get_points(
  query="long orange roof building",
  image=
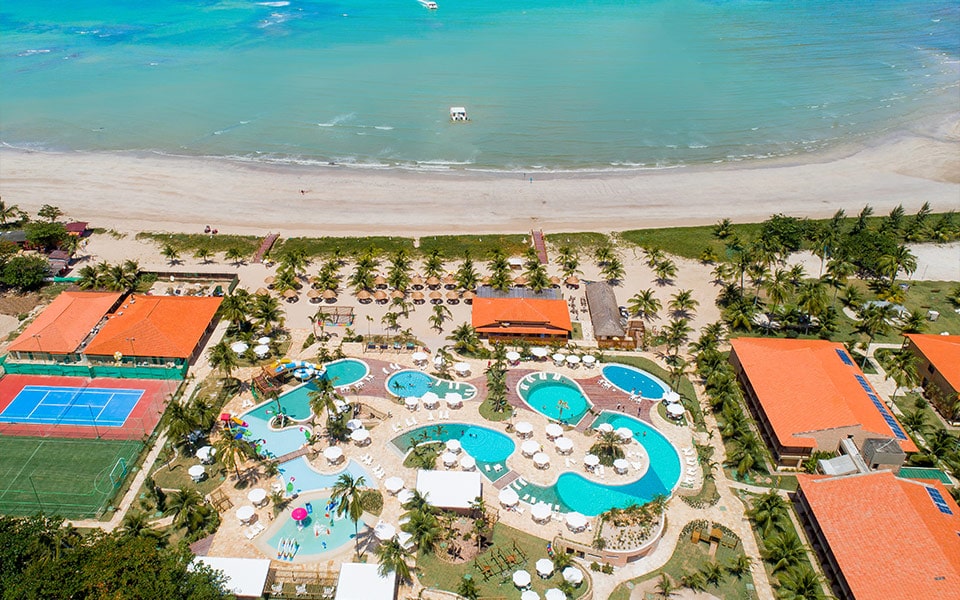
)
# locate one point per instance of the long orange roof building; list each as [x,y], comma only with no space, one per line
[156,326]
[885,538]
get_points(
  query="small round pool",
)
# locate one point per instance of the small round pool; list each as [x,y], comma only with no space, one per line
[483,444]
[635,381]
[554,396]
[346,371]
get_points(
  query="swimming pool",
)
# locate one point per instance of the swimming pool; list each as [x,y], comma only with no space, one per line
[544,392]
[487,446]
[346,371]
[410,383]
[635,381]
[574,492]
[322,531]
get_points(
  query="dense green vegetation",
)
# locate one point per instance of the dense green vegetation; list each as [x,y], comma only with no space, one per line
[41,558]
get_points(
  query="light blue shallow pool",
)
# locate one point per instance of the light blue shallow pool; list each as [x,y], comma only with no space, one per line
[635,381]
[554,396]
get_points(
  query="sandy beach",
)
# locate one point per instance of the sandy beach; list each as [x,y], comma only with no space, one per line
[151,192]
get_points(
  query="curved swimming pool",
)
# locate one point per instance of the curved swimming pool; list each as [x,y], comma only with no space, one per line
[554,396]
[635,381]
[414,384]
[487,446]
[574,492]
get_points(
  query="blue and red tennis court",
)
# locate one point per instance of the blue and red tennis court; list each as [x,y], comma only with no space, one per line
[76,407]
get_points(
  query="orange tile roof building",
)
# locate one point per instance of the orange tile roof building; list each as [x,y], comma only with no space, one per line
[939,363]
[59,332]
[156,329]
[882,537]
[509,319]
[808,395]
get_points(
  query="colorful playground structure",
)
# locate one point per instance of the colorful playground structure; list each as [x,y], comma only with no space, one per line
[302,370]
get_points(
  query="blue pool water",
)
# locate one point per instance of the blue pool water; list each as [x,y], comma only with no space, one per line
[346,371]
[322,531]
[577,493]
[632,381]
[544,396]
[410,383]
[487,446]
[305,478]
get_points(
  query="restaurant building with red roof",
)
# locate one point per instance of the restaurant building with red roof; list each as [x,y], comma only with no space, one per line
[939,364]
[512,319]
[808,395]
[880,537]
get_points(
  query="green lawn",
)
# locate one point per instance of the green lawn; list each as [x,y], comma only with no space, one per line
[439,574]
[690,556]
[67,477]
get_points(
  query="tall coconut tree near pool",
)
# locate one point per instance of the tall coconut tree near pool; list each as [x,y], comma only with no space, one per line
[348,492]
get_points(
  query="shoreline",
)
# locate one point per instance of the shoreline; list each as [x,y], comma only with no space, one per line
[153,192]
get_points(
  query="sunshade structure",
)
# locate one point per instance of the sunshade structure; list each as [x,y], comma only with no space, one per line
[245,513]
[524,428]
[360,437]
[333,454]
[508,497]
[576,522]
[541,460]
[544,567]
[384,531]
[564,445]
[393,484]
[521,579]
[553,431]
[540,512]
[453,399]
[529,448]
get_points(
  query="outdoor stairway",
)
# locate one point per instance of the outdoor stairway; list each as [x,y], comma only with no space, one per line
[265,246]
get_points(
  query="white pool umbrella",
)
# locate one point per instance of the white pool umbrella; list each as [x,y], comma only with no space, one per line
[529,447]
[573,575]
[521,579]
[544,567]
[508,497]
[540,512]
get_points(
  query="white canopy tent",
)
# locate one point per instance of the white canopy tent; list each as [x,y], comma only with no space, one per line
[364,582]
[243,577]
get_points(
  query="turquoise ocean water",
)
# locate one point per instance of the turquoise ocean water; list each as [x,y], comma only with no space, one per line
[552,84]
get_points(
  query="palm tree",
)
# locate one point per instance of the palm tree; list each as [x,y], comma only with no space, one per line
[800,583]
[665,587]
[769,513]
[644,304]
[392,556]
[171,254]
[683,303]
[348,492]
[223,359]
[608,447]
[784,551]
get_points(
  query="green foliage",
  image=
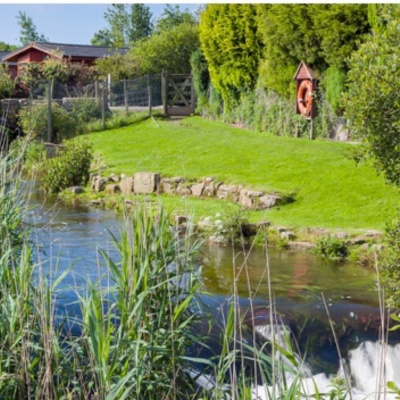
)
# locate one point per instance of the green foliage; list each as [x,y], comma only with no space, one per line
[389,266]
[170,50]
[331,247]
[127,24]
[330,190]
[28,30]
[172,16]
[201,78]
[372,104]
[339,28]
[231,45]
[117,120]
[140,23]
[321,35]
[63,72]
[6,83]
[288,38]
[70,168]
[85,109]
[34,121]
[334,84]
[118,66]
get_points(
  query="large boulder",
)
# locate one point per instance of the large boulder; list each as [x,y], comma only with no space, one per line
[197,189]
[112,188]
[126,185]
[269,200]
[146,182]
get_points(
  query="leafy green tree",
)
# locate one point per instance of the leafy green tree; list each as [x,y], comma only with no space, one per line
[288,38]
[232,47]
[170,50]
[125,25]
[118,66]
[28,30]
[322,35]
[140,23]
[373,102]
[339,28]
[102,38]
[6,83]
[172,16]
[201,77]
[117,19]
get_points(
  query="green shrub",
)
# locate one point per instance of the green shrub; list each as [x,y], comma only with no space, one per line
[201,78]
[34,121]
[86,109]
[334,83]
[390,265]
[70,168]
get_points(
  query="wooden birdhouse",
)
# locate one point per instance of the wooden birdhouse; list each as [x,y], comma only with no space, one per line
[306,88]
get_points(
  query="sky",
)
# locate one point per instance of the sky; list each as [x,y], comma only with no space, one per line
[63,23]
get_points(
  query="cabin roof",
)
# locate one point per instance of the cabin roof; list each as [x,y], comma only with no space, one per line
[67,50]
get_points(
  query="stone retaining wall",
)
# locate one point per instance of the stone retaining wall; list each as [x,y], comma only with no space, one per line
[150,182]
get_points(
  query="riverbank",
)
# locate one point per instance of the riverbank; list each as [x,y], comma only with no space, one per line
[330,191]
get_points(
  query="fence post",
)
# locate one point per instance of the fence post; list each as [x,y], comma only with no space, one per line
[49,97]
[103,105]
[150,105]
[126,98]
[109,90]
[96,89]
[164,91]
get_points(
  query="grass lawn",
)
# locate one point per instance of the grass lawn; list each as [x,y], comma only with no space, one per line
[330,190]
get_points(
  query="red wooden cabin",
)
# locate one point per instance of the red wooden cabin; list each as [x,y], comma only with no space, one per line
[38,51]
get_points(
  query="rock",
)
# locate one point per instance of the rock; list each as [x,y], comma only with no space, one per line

______________________________

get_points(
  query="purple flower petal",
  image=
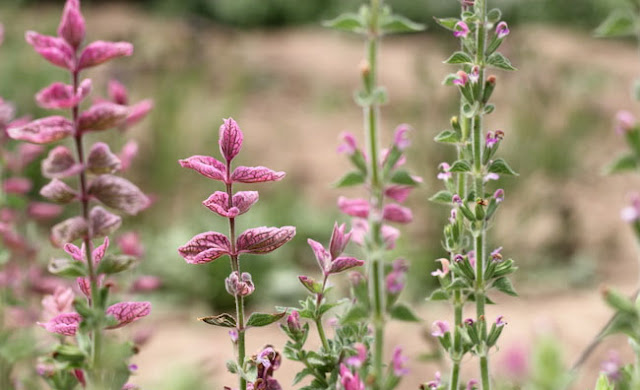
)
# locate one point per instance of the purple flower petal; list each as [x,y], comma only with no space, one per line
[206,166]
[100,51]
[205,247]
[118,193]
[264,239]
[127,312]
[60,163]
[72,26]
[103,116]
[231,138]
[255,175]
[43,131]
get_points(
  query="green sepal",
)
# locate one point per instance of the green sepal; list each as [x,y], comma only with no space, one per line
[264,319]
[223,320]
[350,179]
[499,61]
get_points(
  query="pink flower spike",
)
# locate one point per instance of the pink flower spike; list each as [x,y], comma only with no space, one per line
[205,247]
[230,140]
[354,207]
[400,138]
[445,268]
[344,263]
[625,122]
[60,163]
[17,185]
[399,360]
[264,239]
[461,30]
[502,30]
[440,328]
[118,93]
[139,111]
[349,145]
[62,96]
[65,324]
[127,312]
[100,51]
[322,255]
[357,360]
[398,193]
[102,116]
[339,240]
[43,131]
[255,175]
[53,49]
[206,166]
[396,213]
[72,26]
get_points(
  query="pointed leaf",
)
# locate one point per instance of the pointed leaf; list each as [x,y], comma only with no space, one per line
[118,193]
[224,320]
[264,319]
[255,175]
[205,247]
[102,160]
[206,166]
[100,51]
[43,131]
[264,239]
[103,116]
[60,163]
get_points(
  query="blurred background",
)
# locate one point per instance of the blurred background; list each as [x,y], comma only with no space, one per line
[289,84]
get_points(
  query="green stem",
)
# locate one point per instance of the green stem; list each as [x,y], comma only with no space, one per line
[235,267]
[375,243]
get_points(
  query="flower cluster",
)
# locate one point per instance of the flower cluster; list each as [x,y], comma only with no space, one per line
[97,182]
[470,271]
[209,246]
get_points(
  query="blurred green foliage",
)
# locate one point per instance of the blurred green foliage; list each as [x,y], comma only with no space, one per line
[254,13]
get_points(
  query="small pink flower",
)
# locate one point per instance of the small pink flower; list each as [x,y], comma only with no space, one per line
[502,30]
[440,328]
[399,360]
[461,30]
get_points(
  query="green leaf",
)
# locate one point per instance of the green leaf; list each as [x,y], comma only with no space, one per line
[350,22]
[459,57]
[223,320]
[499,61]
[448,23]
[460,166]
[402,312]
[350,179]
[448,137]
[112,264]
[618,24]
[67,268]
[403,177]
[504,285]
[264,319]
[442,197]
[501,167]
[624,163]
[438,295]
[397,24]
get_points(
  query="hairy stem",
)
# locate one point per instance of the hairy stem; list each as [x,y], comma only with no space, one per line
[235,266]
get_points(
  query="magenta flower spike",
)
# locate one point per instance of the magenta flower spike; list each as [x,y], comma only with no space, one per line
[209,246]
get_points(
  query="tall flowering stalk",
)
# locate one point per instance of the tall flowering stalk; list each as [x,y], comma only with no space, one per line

______________________________

Exercise instructions:
Please return every line of the records that contains the string "stem", matching case exactly.

Correct output:
  query="green stem",
# locate one point per instance of the green stem; list each as [x,y], comma only with no space, one per line
  query="hairy stem",
# locate one point per instance of the hairy stem; list each as [x,y], comma only with no space, one per line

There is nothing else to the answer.